* BEGIN Source *
This was always going to be an odd edition of the Busan International Film Festival (BIFF) – its persecution by South Korea’s former right-wing government has been well documented; festival chiefs Kim Dong-ho and Kang Soo-youn said they would step down at the end of this edition; and the festival is still reeling from the death of deputy director Kim Ji-seok, who was responsible for Asian programming.
Outside the film world, political tensions continue to rumble away on the Korean peninsula and between South Korea and China. Some US and other international guests are thought to have stayed away from BIFF due to concerns over the escalating war of words between North Korea and US president Donald Trump. Chinese delegates were down in number as Beijing continues to ban Korean content due to its displeasure over US-South Korean missile defence system THAAD.
Despite all the obstacles, the organisers of BIFF, and accompanying industry platform Asian Film Market, managed to pull off a relatively successful if low-key edition of the festival. The New Currents competition was reasonably strong, and while there were no standouts among the world premieres across various sections, there were no major disappointments either.
The loss of Kim Ji-seok, who died of a heart attack at Cannes this year, hung heavily over the festival. A memorial service was held on Sunday (October 15) that was attended by around 400 industry figures, including leading filmmakers such as Mohsen Makhmalbaf, Tan Chui Mui and Hirokazu Kore-eda. During the memorial, Kim was posthumously awarded the Bogwan Order of Cultural Merit by Minister of Culture, Sports and Tourism, Do Jongwhan.
But although the festival took place without incident, questions are still hanging over its future. No announcement was made about succession plans, following the departure of Kim Dong-ho and Kang Soo-youn, and the issue is not likely to be addressed until the festival’s annual board meeting in February next year. Sections of the local industry are still demanding an apology from Busan mayor Seo Byung-soo, who triggered BIFF’s woes by objecting to the screening of documentary The Truth Shall Not Sink With Sewol, and former festival director Lee Yong-kwan is appealing embezzlement charges.
However, the festival can take solace from the words of Korea’s recently-elected president Moon Jae-in, who spoke in support of its independence on a visit to Busan on Sunday. “It pained me to hear that BIFF has shrunk due to political influences,” said Moon, who is the first sitting Korean president to visit the festival during its 22-year history. “Even now, many film industry personnel are not participating. I hope it will be able to restore its former glory and develop into a more prominent international film festival.”
When asked how that aim could be achieved, Moon said: “I promise to provide as much support as possible without interfering, and trust the festival’s organisation entirely to filmmakers’ freedom and independence.”
* END Source *
* BEGIN Provided data *
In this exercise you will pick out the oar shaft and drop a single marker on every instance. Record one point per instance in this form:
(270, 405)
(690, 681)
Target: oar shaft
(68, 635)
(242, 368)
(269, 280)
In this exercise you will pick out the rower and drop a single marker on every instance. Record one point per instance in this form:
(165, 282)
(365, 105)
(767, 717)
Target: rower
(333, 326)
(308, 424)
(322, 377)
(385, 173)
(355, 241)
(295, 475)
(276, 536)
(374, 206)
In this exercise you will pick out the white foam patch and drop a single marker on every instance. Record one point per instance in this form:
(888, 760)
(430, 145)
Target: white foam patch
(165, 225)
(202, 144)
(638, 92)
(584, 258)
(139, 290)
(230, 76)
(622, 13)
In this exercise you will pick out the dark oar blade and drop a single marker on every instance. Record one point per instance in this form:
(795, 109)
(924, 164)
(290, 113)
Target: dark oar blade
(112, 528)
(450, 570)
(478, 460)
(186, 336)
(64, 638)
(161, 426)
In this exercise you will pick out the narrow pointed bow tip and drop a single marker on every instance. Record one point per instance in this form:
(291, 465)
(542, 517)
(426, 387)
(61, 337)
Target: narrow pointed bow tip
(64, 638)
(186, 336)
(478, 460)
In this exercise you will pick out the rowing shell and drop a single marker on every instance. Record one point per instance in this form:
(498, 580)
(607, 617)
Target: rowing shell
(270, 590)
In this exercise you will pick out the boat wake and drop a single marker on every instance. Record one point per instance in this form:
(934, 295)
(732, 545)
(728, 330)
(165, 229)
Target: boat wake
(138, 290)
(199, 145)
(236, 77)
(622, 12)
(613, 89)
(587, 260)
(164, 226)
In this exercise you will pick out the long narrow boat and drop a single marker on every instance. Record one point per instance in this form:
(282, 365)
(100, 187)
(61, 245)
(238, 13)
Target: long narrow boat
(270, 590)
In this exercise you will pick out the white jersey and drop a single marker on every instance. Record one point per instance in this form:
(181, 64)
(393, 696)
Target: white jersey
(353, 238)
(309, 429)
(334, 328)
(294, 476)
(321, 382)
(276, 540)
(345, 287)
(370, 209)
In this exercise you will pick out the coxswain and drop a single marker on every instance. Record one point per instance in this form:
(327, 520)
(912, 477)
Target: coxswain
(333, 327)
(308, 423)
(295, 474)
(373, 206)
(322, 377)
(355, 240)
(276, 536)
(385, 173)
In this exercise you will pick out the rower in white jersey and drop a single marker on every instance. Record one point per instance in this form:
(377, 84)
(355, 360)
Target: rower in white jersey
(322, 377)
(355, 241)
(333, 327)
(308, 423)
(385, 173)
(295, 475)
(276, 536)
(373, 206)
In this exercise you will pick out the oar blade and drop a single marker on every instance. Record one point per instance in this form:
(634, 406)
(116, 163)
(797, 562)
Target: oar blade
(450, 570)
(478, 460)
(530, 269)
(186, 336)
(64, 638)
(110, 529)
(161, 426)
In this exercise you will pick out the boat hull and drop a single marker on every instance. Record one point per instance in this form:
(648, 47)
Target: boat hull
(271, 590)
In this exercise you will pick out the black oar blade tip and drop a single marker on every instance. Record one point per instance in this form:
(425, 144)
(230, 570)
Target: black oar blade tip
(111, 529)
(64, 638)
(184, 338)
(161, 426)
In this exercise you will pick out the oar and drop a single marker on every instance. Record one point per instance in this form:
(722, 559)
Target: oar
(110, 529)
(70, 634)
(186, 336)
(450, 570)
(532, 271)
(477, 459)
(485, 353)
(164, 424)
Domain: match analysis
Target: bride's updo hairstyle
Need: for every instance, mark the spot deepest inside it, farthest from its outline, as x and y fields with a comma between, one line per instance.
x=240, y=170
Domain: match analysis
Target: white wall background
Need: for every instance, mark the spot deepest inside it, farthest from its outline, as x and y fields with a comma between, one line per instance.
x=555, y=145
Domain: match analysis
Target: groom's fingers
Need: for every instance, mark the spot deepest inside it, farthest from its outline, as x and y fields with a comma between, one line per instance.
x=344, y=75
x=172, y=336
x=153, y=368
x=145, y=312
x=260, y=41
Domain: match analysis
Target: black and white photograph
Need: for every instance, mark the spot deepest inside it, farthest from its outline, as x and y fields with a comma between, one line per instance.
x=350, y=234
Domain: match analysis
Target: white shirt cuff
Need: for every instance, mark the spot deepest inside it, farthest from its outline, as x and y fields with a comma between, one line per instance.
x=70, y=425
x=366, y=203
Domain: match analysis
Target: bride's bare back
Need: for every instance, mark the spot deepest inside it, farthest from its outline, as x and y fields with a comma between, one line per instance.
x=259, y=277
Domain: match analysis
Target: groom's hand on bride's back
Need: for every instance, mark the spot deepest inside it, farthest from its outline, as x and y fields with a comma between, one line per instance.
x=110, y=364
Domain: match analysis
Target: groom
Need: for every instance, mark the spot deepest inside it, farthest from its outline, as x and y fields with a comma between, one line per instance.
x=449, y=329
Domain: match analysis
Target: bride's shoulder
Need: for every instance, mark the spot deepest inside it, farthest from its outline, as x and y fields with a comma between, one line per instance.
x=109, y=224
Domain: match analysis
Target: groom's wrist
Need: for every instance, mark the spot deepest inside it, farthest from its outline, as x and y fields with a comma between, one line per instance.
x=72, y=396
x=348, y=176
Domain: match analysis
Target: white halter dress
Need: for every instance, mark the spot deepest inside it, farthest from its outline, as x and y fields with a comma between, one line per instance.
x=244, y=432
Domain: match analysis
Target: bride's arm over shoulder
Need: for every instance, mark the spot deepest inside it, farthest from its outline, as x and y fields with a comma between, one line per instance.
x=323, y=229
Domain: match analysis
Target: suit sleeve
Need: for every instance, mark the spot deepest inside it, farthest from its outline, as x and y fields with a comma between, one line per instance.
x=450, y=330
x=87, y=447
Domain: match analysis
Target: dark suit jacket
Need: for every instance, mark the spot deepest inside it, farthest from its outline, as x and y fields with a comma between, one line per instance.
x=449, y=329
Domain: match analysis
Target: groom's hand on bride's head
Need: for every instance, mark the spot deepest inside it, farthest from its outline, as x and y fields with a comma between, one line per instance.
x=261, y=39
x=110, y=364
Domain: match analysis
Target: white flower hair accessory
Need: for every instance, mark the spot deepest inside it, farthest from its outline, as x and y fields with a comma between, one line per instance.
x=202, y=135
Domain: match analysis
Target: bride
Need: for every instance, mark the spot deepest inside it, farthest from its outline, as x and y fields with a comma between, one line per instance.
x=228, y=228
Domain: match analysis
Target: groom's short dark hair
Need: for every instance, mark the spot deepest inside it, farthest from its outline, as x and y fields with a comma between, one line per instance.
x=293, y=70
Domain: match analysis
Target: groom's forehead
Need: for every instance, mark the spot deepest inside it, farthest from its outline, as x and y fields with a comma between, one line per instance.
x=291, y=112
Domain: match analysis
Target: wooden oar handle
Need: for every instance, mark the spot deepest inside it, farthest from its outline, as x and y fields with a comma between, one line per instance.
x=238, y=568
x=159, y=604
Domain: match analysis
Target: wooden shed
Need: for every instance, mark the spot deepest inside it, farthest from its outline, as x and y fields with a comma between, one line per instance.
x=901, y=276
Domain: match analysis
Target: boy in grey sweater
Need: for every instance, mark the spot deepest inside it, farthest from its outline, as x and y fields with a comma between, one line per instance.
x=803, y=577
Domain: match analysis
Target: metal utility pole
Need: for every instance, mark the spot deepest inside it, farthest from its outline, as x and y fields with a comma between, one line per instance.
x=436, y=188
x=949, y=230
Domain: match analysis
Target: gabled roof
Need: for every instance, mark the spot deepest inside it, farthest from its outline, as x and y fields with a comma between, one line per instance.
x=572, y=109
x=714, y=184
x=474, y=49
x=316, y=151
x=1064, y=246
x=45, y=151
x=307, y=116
* END Provided data *
(Work to complete)
a: Answer these questions from the Busan festival article.
(i) About how many industry figures attended the memorial service for Kim Ji-seok?
(ii) When is the issue of succession likely to be addressed?
(iii) Which documentary did Busan mayor Seo Byung-soo object to screening?
b: Repeat the passage of the Busan festival article from "This was always" up to and including "for Asian programming.".
c: Does each statement agree with the Busan festival article? Answer yes or no, and quote the words that decide it.
(i) Moon Jae-in is the first sitting Korean president to visit the festival.
(ii) An announcement was made about who will succeed Kim Dong-ho and Kang Soo-youn.
(iii) More Chinese delegates attended than usual.
You won't need the records.

(Solutions for each task)
a:
(i) Around 400.
(ii) At the festival's annual board meeting in February next year.
(iii) The Truth Shall Not Sink With Sewol.

b:
This was always going to be an odd edition of the Busan International Film Festival (BIFF) – its persecution by South Korea’s former right-wing government has been well documented; festival chiefs Kim Dong-ho and Kang Soo-youn said they would step down at the end of this edition; and the festival is still reeling from the death of deputy director Kim Ji-seok, who was responsible for Asian programming.

c:
(i) Yes: "who is the first sitting Korean president to visit the festival during its 22-year history"
(ii) No: "No announcement was made about succession plans"
(iii) No: "Chinese delegates were down in number"